EXCERPT TO READ >>
════════════════
A recent case serves as a reminder to employers that the Employment Relations Authority is continuing to take a strict approach to interpreting and applying trial period provisions.
The recent Employment Relations Authority case of Honey v Lighthouse ECE Learning Limited  NZERA 284 serves as a reminder to employers that the Authority and Employment Court are continuing to take a strict approach to interpreting and applying trial period provisions.
Ms Honey was employed as an Early Childcare Teacher by Lighthouse ECE Limited. Her employment agreement included a 90 day trial period provision. The employer felt that Ms Honey’s performance was not up to the required standard during the first six weeks of employment and terminated her employment under the trial period.
Ms Honey and three other employees terminated under the trial period around the same time challenged the validity of the trial period provision on the grounds that it did not comply with the requirements of the Employment Relations Act 2000 (the Act). Specifically, s 67A(2) states a “Trial provision means a written provision in an employment agreement that states, or is to the effect, that – for a specified period (not exceeding 90 days), starting at the beginning of the employee’s employment, the employee is to serve a trial period…” (emphasis added).
The clause in Ms Honey’s agreement stated “A trial period will apply for a period of ninety (90) days (…) under s.67A Employment Relations Act 2000, to assess and confirm the suitability of the Employee for the position (…)”.
Ms Honey said this did not meet the requirements of s 67A(2) because it did not state when the trial period would begin. The employer argued the trial period did meet the requirements because the commencement date was set out in a schedule to the employment agreement and it was clear that the parties intended the trial period to begin at the commencement of Ms Honey’s employment.
════════════════
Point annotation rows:

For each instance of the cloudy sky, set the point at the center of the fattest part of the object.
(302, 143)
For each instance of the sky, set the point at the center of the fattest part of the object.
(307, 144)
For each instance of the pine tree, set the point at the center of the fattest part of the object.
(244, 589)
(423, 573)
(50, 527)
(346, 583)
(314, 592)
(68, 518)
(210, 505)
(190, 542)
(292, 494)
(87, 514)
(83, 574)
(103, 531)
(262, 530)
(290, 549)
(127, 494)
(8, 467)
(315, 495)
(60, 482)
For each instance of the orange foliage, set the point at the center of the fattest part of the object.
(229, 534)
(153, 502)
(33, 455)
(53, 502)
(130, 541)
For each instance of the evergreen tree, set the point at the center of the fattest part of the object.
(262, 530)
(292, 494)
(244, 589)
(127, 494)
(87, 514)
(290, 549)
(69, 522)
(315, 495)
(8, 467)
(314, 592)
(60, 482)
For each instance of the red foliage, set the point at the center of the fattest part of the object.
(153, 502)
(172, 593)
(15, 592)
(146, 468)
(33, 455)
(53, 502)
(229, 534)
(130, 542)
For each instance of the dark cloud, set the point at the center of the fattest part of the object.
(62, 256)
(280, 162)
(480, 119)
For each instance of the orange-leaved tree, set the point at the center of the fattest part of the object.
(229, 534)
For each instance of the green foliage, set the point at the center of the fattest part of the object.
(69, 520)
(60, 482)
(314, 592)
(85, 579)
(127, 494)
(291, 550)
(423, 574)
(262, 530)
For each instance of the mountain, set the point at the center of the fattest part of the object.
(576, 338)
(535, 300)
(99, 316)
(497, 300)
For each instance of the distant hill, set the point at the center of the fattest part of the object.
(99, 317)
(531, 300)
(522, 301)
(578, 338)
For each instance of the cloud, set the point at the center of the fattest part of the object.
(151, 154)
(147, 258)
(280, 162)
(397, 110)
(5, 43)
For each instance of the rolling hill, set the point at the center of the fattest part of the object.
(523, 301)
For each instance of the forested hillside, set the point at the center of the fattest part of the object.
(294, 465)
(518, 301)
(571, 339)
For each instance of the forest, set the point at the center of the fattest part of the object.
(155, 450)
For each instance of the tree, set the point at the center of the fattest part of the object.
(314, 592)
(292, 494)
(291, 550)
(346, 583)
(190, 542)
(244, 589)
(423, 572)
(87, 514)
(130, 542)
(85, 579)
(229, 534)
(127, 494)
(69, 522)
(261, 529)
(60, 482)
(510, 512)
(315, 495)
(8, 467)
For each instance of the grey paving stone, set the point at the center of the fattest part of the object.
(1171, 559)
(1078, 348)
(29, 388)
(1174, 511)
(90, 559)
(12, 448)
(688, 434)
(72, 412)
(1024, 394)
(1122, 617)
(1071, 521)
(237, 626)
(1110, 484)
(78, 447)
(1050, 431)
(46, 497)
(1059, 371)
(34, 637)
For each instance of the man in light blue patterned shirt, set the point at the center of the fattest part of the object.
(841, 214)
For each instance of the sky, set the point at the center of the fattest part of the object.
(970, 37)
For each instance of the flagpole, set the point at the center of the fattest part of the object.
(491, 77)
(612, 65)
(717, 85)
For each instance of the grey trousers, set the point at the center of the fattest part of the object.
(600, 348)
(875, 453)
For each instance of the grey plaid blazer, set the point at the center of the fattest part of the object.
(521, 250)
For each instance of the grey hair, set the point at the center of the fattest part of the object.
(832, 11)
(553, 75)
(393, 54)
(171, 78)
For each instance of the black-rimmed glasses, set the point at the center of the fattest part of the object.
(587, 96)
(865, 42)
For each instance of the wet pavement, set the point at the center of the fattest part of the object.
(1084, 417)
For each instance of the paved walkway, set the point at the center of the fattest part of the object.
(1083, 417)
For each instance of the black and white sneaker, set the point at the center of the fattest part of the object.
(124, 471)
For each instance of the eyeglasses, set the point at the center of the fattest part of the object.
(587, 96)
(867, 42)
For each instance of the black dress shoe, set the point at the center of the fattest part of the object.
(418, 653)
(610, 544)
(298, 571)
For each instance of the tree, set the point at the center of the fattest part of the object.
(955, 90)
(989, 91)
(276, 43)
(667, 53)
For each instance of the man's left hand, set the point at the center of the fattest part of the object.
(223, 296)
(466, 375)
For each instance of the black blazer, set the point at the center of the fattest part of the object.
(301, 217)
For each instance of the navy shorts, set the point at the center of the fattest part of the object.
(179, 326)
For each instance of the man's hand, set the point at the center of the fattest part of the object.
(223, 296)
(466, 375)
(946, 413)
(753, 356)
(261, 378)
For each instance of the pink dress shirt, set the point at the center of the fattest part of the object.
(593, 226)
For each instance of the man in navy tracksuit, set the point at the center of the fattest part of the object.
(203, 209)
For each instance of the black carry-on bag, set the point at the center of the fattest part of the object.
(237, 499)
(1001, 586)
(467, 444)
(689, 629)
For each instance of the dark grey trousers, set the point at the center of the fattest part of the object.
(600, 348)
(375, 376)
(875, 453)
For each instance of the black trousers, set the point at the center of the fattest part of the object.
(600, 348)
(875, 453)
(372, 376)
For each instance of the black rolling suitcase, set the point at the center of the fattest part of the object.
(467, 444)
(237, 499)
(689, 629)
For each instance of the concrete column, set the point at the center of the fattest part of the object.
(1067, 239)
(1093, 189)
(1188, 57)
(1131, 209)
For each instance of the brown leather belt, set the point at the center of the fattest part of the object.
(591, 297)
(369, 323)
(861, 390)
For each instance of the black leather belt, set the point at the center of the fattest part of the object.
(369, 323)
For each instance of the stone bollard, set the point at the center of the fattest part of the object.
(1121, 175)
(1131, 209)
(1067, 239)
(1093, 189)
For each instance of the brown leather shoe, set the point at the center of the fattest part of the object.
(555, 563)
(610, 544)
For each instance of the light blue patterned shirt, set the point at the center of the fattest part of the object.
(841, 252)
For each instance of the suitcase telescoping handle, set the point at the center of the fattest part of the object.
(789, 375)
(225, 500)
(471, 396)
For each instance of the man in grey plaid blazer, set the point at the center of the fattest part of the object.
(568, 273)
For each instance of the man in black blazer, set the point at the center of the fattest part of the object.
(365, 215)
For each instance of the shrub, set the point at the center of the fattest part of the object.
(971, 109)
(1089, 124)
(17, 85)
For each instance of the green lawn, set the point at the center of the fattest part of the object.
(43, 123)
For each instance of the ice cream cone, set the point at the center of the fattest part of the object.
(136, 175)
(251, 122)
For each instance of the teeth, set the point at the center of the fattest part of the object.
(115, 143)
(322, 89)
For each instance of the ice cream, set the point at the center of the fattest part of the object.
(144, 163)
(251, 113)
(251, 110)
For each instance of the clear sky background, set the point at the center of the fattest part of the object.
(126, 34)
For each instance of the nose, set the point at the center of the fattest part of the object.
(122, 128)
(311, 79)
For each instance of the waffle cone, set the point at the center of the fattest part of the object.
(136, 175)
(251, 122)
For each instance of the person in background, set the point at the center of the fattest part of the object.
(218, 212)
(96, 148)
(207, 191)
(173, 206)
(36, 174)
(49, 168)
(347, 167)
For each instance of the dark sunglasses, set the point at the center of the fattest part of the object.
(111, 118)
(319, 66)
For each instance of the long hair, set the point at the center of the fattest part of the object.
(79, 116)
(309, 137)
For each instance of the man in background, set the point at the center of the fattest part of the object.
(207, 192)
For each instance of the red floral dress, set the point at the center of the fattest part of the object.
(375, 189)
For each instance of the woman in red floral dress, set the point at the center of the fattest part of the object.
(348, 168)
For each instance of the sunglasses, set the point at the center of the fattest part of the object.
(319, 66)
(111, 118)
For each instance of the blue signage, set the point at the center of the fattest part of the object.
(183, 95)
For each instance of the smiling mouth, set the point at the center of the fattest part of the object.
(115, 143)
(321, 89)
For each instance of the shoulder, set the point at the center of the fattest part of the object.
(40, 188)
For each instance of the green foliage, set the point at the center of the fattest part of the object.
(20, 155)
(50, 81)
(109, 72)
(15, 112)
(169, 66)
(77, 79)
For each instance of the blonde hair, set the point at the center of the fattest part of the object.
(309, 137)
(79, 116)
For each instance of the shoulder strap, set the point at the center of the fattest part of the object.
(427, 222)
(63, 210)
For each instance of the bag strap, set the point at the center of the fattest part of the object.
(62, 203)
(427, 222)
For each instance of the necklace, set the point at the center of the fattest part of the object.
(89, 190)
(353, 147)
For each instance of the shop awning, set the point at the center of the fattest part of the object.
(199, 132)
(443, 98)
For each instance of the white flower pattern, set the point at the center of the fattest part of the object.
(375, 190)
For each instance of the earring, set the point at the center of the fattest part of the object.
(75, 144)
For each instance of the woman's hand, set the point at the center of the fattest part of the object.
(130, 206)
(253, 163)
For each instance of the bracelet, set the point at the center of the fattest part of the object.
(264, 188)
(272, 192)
════════════════
SHORT PROBLEM >> Write the next part of the case note on Honey v Lighthouse ECE Learning Limited, starting after its final sentence.

REPLY >>
The Authority found that the trial period clause did not expressly state that the trial period started at the beginning of Ms Honey’s employment. It was therefore necessary to decide whether or not the reference in the clause to the fact that the trial period would “apply for a period of 90 calendar days” met the requirement of s 67A(2) that the clause is “to the effect” that it started on Ms Honey’s first day of employment.
The Authority found that those words did not reasonably imply that the 90 days started on Ms Honey’s first day of employment, and that the failure to specify when it would start, or include words to that effect, meant Ms Honey was not effectively advised of when the trial period would commence. The employer was therefore prohibited from relying on the trial provision.
This case is a timely reminder to all employers to check your employment agreements and ensure they strictly comply with the requirements of the Act. Unfortunately we see too many employers rely on trial periods which seem adequate, but when scrutinised in light of these recent cases are at real risk of being held invalid if challenged in the Authority.
If you have any questions about this or would like our Employment Team to review your employment agreements, please contact either AJ Lodge email@example.com, or Chris Newman, firstname.lastname@example.org.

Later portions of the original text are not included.